◆ To do:
Whatever appears in the listing must be reproduced exactly.
######
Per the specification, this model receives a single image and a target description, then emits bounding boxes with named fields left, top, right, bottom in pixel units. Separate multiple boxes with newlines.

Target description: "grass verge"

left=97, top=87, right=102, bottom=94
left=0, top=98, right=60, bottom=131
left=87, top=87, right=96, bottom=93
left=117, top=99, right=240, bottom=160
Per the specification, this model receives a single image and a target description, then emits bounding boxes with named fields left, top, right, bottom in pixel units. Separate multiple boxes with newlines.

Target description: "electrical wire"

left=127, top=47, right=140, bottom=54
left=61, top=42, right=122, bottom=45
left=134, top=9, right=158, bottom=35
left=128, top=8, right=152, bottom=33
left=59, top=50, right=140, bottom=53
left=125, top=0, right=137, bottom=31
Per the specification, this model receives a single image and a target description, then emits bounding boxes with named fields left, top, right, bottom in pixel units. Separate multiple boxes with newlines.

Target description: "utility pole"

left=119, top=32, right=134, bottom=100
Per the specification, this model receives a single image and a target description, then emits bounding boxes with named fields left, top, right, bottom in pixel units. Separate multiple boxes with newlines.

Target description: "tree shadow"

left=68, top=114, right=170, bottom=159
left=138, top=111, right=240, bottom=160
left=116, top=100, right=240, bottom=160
######
◆ Exercise solution:
Per the specification, this model receives a single image and a target description, then emits bounding boxes with named fields left, top, right, bottom in pixel units. Separate multiple boxes with newlines.

Target description: "grass verge"

left=97, top=87, right=102, bottom=94
left=0, top=98, right=60, bottom=131
left=87, top=87, right=96, bottom=93
left=117, top=99, right=240, bottom=160
Per the specification, this model receives a single image and a target description, then emits bounding boxes with named fields left, top, right, bottom in pixel units. Separate multiple boxes with newlines.

Target description: "electrical wire"

left=127, top=47, right=140, bottom=54
left=61, top=42, right=122, bottom=45
left=134, top=9, right=158, bottom=35
left=128, top=8, right=152, bottom=33
left=59, top=50, right=140, bottom=53
left=125, top=0, right=137, bottom=31
Per the specification, this model receives a single image and a target description, then emits bounding boxes with named fields left, top, right, bottom in pixel units. Separate multiple boxes with newlines.

Target description: "utility pole"

left=119, top=32, right=134, bottom=100
Per the specification, this model receives a single image and a target description, then emits bounding boxes with named fields left, top, right, bottom in pixel units. Separate multiple boxes with newlines.

Target description: "tree shadow"

left=68, top=114, right=170, bottom=159
left=138, top=111, right=240, bottom=160
left=116, top=100, right=240, bottom=160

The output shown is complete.